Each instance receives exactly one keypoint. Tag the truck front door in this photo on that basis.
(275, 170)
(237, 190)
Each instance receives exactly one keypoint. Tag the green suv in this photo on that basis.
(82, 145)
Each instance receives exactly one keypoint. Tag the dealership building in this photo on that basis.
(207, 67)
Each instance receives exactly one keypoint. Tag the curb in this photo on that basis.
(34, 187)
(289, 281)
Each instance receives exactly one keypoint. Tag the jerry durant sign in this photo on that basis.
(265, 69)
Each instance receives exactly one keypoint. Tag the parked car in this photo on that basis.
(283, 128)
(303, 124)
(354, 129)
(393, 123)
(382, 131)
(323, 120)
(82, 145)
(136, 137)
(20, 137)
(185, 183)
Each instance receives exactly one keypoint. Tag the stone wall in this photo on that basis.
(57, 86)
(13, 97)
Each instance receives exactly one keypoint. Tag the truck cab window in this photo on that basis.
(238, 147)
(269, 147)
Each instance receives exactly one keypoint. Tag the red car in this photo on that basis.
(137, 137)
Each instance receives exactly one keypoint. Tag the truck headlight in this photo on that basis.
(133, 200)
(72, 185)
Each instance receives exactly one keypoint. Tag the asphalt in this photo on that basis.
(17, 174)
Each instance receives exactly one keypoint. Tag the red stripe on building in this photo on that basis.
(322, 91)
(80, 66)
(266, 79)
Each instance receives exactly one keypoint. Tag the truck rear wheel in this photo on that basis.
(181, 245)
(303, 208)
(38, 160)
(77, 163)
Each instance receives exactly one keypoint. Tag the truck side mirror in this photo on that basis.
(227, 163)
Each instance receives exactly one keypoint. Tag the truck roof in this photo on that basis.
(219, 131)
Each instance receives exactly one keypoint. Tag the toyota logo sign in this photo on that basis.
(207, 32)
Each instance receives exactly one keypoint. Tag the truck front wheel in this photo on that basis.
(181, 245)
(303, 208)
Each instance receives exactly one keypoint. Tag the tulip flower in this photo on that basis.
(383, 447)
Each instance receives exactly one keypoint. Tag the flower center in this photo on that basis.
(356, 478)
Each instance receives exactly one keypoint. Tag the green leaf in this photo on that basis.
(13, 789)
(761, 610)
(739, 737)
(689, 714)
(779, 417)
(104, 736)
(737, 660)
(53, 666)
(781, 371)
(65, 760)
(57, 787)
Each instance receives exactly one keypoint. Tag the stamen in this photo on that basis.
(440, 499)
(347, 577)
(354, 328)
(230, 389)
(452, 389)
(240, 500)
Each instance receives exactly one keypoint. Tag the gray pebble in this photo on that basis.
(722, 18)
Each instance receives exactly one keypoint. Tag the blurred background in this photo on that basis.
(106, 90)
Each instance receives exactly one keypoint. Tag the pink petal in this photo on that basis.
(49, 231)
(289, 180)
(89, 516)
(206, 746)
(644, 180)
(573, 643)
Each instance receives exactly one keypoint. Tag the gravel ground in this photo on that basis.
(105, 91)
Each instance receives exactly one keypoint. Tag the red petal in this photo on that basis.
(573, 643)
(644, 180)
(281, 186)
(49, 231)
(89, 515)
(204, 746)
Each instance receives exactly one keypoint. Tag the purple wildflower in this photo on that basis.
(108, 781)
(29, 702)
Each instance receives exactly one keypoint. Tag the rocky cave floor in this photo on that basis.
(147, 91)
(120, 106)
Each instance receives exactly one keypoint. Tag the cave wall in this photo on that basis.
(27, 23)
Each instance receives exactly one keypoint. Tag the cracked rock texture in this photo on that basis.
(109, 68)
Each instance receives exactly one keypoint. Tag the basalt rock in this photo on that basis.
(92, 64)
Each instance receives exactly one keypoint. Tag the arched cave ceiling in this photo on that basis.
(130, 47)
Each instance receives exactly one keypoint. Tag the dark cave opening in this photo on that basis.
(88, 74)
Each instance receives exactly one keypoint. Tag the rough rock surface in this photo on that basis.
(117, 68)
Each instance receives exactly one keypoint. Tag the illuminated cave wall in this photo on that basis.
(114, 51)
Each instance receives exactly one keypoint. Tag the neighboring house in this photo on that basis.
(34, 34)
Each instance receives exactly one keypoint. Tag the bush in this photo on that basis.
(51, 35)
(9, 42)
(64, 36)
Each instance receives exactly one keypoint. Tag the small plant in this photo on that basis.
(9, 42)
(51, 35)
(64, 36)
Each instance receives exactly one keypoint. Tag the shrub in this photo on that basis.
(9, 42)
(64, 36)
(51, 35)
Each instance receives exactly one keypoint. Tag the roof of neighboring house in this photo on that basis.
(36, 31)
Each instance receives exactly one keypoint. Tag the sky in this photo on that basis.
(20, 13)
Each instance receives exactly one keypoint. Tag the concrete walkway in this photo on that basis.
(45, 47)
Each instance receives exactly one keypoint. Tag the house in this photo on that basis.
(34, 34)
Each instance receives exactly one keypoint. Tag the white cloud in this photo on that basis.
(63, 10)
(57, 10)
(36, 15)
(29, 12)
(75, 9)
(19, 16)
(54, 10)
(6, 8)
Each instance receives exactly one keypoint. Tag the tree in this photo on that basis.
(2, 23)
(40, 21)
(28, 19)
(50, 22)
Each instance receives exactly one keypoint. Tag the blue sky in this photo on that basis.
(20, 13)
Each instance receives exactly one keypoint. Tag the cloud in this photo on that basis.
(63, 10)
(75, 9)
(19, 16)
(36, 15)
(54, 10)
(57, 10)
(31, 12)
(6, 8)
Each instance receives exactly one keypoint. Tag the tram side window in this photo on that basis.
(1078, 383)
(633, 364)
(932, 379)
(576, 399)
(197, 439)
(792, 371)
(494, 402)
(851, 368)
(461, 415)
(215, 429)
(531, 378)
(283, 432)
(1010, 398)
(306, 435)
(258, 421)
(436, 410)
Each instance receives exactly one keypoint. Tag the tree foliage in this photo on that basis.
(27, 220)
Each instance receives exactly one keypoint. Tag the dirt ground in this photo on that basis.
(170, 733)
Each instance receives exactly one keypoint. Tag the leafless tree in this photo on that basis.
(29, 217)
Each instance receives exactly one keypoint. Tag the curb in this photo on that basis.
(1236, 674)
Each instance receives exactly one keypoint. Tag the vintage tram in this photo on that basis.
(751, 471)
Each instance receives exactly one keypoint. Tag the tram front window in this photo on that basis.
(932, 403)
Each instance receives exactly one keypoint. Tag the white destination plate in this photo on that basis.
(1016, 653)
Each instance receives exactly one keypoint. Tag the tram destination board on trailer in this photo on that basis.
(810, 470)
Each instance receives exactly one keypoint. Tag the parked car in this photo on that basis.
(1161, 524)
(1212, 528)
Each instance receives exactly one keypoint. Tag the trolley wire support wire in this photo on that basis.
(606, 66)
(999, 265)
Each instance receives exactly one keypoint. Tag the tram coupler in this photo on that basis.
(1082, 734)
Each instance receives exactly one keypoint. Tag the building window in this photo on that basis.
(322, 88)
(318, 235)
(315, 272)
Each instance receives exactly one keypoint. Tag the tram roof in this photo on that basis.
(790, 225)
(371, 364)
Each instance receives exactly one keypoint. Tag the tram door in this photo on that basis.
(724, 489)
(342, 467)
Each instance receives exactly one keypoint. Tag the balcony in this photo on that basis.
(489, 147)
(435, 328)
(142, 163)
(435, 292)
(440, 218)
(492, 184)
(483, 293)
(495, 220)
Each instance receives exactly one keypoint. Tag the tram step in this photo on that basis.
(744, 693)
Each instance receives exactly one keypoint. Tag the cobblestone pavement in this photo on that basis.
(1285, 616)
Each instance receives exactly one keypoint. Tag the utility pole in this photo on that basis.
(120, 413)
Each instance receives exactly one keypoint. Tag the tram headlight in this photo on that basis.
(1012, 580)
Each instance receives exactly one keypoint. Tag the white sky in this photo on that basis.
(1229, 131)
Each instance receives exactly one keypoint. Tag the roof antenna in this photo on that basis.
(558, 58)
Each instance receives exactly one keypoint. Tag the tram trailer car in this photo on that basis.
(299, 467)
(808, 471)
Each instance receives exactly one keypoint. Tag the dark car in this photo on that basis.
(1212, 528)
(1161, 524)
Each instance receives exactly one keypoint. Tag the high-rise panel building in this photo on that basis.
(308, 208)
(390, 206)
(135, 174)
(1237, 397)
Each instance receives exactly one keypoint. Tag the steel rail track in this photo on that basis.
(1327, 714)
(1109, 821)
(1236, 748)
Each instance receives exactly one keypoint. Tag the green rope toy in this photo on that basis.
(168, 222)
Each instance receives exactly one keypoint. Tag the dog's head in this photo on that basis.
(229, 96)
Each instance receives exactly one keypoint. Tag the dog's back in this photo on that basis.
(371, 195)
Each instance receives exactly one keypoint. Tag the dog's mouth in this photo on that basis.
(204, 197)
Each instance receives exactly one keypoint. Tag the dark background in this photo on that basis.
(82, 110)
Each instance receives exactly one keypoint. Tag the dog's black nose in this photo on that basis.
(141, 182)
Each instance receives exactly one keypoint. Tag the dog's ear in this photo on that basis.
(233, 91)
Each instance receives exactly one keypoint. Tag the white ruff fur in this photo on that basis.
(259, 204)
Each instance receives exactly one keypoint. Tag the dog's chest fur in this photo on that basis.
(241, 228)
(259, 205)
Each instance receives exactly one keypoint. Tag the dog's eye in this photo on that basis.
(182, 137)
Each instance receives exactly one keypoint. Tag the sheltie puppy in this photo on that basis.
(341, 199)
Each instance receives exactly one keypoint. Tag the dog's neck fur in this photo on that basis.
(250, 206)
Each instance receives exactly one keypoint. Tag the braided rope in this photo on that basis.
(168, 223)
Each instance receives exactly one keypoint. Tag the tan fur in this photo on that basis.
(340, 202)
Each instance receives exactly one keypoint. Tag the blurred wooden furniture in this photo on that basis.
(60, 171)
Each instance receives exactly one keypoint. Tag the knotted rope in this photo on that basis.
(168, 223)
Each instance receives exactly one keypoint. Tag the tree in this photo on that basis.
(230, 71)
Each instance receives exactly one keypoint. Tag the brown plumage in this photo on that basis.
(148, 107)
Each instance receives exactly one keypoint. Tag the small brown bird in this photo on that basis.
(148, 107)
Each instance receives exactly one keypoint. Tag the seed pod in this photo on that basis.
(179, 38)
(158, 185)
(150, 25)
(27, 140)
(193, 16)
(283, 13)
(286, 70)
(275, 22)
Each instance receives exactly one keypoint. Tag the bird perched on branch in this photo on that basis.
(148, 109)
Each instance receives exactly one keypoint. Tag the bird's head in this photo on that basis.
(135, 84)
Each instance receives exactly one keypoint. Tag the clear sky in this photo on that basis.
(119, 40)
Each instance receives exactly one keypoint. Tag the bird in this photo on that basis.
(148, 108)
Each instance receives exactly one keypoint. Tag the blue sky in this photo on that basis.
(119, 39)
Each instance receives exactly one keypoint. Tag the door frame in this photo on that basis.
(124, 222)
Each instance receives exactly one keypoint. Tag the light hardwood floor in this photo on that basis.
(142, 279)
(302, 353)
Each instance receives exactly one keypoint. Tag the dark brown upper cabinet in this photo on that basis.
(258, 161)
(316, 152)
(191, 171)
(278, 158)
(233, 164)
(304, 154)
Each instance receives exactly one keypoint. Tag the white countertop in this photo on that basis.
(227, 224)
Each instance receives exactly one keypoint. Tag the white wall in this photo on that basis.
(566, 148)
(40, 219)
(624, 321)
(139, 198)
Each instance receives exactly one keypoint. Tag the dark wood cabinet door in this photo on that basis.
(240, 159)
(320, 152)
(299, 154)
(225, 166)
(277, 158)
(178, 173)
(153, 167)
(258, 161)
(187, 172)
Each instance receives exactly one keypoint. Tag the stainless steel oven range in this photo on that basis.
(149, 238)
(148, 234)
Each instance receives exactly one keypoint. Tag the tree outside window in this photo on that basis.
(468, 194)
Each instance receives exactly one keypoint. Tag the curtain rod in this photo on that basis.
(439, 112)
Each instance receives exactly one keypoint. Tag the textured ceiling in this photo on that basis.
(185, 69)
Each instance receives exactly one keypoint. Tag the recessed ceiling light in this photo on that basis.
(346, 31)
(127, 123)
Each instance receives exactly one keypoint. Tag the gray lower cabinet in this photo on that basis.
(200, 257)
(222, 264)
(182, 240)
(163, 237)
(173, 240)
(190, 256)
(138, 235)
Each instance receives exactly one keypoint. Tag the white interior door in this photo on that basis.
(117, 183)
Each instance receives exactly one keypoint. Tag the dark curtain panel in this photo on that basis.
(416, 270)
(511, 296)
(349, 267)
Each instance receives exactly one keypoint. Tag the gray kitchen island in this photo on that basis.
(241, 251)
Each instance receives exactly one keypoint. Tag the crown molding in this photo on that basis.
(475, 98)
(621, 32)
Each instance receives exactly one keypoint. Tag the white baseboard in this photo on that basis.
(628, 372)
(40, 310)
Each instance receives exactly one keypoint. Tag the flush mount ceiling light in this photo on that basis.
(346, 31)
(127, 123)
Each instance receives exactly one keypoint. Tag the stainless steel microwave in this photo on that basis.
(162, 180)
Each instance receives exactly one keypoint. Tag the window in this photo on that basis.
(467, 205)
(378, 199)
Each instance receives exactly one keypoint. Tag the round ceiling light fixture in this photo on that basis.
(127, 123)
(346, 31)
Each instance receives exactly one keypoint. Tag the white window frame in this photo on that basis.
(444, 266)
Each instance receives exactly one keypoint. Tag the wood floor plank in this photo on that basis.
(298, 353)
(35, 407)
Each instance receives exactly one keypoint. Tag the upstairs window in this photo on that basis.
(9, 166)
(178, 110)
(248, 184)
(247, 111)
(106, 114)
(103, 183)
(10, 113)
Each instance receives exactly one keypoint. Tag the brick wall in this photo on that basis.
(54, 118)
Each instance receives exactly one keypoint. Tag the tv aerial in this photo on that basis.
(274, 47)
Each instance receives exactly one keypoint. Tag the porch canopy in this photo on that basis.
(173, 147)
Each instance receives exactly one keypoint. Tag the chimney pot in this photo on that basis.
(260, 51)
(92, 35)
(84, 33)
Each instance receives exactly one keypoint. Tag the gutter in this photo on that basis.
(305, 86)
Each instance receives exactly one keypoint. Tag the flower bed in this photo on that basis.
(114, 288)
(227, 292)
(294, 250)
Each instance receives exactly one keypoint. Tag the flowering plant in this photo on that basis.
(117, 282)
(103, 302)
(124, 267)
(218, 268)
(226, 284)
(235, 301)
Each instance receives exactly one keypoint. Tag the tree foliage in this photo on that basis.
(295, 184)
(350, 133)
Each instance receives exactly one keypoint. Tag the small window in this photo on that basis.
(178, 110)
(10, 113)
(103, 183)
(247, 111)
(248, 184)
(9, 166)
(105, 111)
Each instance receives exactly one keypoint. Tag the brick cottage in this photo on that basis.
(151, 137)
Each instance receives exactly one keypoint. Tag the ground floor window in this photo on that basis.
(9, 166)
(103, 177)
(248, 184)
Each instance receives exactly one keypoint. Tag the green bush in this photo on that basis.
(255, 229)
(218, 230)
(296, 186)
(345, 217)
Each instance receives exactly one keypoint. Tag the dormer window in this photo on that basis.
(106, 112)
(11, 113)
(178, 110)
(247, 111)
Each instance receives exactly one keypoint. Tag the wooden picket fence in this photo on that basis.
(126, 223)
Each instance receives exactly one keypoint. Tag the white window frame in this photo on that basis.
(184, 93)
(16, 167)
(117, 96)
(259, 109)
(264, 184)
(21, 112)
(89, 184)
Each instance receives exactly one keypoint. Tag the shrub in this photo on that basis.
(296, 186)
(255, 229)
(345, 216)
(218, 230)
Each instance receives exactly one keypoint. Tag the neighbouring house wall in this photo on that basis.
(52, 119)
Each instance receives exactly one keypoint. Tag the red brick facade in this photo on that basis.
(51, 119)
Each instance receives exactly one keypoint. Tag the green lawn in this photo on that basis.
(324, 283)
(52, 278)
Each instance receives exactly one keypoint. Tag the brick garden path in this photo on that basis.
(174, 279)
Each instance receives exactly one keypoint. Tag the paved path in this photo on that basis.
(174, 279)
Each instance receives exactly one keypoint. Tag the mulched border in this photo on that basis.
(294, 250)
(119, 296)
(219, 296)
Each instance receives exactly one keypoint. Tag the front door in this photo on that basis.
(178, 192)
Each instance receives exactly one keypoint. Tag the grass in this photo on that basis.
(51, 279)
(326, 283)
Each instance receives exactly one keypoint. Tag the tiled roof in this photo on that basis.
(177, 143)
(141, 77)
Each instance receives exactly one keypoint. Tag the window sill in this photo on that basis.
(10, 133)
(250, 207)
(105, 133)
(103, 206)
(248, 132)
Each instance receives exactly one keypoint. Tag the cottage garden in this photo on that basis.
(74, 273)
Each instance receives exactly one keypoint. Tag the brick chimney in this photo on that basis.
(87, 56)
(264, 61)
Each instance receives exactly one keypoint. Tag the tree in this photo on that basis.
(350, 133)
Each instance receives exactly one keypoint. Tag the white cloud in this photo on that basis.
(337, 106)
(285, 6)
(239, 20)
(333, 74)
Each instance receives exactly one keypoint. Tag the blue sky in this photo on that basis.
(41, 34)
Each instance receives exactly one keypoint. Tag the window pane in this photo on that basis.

The exercise:
Reproduce the listing without changes, starting at the line that contains "chimney in this photo on that basis." and ending with the final line of the listing.

Full answer:
Each instance receives exactly one keypoint. Tag the brick chimney in this photo on that basis.
(87, 56)
(264, 61)
Each instance receives exactly one keypoint. Tag the tree in this photo on that basis.
(350, 133)
Each instance receives exactly one keypoint. Tag the white cloud in this photo on that basis.
(337, 106)
(285, 6)
(239, 20)
(333, 74)
Each instance receives exactly one keypoint. Tag the blue sky in this photo on that basis.
(41, 34)
Each instance receives exactly one keypoint. Tag the window pane in this photo on that basis.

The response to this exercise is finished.